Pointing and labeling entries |
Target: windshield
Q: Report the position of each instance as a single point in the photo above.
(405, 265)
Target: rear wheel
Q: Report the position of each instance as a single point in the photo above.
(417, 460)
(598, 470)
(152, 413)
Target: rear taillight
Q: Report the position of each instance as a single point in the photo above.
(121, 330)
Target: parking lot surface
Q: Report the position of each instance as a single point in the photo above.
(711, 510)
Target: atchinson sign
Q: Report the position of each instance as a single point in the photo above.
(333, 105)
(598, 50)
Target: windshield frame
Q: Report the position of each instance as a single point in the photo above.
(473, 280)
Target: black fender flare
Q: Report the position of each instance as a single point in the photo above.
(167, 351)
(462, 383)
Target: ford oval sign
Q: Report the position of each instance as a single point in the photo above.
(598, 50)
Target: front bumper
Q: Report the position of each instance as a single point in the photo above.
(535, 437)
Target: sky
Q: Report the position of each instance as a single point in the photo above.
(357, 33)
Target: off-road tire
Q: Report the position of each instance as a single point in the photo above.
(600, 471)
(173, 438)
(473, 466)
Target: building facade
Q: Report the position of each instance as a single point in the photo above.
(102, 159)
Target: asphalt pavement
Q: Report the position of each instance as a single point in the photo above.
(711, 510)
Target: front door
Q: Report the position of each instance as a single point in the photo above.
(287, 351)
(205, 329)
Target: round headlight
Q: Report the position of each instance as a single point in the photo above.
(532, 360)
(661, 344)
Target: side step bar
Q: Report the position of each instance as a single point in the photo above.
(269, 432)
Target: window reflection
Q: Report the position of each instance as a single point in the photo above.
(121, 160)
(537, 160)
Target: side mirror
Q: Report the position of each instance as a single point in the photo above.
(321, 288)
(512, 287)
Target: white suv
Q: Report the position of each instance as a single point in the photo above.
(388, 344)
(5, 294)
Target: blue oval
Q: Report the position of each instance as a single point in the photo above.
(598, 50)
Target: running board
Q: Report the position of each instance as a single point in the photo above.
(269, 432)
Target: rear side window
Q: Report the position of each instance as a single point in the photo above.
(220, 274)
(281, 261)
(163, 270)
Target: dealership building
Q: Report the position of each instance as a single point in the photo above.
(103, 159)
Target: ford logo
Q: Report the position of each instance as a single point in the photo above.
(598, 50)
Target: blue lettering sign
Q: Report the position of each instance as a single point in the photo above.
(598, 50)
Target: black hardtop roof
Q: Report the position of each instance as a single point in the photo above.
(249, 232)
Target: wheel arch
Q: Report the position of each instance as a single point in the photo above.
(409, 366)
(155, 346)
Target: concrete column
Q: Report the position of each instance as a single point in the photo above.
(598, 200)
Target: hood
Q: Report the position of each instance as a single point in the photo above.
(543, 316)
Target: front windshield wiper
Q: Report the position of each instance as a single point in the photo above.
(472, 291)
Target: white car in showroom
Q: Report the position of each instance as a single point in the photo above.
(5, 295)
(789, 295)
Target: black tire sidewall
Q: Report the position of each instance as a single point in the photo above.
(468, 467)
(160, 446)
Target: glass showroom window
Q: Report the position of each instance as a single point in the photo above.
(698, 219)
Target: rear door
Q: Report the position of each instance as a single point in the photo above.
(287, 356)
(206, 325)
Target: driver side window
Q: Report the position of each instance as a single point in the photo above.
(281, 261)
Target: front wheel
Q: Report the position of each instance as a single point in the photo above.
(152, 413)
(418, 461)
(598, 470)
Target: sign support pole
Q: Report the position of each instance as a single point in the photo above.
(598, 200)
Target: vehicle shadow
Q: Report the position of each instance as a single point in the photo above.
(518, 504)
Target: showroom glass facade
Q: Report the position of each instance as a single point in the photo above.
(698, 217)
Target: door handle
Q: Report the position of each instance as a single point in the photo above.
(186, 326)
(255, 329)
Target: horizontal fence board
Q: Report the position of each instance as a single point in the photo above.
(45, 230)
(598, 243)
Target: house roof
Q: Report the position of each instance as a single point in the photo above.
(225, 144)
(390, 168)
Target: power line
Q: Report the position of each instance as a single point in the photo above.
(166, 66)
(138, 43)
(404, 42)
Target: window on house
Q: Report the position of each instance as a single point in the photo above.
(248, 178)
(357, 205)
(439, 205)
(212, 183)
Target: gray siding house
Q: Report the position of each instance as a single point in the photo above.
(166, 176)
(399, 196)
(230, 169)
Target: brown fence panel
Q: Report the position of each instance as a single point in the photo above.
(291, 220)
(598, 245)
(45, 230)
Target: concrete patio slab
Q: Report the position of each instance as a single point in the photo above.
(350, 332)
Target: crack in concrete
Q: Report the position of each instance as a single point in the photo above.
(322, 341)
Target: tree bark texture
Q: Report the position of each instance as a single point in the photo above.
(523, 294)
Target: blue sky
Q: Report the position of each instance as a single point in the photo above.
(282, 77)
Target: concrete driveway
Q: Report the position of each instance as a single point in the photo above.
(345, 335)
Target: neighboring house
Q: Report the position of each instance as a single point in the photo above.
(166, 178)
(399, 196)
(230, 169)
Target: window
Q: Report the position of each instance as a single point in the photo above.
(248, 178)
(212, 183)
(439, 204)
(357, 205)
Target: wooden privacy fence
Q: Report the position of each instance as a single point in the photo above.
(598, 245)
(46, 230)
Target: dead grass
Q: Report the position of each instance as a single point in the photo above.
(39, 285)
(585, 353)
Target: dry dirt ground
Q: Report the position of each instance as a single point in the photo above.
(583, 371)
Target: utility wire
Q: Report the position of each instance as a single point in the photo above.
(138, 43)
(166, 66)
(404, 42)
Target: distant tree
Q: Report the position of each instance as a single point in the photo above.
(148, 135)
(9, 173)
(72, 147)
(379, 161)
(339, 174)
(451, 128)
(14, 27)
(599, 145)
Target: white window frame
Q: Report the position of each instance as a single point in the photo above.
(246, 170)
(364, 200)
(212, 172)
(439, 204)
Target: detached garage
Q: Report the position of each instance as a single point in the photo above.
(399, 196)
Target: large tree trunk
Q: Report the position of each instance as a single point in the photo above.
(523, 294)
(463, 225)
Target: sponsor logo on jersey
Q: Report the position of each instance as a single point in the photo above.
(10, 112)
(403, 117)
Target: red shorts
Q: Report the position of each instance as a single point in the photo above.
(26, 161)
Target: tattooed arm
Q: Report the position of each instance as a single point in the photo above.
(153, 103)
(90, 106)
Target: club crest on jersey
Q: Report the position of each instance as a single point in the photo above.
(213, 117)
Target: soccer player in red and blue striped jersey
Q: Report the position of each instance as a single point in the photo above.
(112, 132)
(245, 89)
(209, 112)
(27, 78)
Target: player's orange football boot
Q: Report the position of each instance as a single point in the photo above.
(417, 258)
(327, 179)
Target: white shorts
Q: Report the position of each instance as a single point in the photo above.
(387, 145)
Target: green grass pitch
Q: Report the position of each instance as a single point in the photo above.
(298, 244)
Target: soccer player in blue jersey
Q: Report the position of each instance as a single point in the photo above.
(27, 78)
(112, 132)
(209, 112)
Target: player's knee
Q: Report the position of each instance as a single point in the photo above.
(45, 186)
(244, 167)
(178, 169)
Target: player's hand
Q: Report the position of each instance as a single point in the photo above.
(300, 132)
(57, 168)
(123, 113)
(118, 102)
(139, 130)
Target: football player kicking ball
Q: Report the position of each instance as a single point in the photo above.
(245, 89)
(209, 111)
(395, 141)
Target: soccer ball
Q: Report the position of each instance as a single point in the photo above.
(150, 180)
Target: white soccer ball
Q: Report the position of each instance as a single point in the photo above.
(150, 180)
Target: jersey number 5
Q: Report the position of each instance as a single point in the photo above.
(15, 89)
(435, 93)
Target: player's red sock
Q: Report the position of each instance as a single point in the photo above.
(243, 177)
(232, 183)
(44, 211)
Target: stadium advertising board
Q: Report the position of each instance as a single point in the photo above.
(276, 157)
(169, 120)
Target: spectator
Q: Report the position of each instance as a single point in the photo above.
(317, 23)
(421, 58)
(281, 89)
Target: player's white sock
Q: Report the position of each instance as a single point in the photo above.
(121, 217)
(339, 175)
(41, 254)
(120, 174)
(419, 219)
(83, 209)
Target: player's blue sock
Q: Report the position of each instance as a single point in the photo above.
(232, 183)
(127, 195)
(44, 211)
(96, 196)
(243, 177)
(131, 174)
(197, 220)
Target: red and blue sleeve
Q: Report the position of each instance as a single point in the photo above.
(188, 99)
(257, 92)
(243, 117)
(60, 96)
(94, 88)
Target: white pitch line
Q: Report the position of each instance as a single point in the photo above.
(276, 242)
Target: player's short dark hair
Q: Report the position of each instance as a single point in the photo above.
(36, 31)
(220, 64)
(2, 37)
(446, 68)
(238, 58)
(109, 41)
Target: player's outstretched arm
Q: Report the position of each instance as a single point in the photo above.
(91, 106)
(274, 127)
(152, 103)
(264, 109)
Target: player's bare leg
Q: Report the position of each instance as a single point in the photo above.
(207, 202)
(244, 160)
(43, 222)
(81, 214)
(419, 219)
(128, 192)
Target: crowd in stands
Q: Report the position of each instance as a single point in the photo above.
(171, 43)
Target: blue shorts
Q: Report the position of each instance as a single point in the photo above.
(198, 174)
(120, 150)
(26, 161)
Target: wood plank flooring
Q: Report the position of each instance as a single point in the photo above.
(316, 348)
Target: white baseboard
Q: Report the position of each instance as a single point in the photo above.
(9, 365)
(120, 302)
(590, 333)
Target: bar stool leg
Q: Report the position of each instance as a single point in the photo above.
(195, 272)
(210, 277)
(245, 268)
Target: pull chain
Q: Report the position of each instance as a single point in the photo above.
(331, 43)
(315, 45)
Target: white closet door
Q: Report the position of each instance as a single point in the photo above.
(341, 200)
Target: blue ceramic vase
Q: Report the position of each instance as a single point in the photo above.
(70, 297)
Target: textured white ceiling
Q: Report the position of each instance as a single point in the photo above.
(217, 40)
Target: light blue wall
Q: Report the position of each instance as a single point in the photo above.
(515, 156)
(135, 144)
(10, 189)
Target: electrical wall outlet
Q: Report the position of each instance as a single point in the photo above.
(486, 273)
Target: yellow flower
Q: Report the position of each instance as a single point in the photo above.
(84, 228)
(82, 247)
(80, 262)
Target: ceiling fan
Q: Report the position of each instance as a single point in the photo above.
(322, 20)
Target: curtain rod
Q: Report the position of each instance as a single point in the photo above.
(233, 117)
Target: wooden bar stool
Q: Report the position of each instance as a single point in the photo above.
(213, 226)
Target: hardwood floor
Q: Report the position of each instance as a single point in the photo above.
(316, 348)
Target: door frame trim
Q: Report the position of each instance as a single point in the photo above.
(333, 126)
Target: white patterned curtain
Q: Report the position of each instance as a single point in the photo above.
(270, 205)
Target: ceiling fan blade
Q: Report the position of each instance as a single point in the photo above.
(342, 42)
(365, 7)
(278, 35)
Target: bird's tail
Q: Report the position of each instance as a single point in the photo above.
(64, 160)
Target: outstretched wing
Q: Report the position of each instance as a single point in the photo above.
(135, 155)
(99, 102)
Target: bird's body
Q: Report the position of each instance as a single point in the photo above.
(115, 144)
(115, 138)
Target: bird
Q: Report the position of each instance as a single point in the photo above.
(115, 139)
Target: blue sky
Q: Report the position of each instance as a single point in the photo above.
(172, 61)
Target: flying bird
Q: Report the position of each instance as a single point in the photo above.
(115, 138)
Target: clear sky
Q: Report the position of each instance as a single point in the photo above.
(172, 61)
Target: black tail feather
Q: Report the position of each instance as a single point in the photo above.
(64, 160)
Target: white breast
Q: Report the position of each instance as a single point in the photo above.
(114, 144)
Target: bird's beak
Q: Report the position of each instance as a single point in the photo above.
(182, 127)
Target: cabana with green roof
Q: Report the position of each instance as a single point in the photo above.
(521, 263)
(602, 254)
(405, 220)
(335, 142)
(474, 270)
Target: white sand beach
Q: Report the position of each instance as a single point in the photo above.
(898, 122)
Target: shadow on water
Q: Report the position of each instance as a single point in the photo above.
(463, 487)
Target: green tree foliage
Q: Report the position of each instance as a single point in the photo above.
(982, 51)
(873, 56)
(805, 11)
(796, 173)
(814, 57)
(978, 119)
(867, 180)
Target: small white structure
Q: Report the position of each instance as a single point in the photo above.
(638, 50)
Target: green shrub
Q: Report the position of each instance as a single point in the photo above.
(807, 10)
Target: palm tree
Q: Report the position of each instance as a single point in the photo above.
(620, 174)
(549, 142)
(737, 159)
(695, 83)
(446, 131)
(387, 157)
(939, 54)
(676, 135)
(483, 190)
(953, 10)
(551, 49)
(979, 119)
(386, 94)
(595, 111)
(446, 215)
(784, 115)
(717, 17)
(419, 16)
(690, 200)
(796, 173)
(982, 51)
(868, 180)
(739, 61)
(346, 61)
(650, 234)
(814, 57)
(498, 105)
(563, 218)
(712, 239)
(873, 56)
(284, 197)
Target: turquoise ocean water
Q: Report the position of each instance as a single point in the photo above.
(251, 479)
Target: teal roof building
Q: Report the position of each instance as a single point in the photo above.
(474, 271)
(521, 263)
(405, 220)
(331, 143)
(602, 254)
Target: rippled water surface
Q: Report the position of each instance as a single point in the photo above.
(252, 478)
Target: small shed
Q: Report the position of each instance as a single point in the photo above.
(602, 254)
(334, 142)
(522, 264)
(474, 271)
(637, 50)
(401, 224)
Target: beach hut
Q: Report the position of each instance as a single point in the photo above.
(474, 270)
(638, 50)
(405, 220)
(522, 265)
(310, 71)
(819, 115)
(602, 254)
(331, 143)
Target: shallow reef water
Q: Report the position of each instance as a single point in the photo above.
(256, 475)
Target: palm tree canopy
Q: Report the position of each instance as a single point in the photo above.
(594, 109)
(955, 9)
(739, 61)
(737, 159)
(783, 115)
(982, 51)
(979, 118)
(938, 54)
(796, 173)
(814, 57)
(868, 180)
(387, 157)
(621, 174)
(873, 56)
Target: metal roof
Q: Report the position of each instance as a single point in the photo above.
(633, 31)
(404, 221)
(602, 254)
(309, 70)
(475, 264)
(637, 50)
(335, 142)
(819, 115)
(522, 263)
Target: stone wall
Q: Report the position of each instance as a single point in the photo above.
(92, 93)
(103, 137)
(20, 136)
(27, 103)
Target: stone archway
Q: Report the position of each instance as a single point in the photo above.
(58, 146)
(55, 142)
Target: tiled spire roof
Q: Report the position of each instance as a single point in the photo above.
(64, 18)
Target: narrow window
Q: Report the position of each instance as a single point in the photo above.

Stated problem | Go back to the data above and please quote exactly, and only, the lines from the line with "Target: metal roof" through its last line.

Exercise response |
Target: metal roof
Q: Report the position of each instance as a single point in the photo above.
(633, 31)
(404, 221)
(602, 254)
(309, 70)
(475, 264)
(637, 50)
(335, 142)
(819, 115)
(522, 263)
Target: stone wall
Q: Report the position of each instance as a single point in the photo above.
(92, 93)
(103, 137)
(20, 136)
(27, 103)
Target: stone archway
Q: Report the position of each instance as a single point in the photo above.
(58, 146)
(55, 142)
Target: tiled spire roof
Q: Report the position of each instance as a single point in the photo above.
(64, 18)
Target: narrow window
Q: Report the position of each instance as a single point in the photo above.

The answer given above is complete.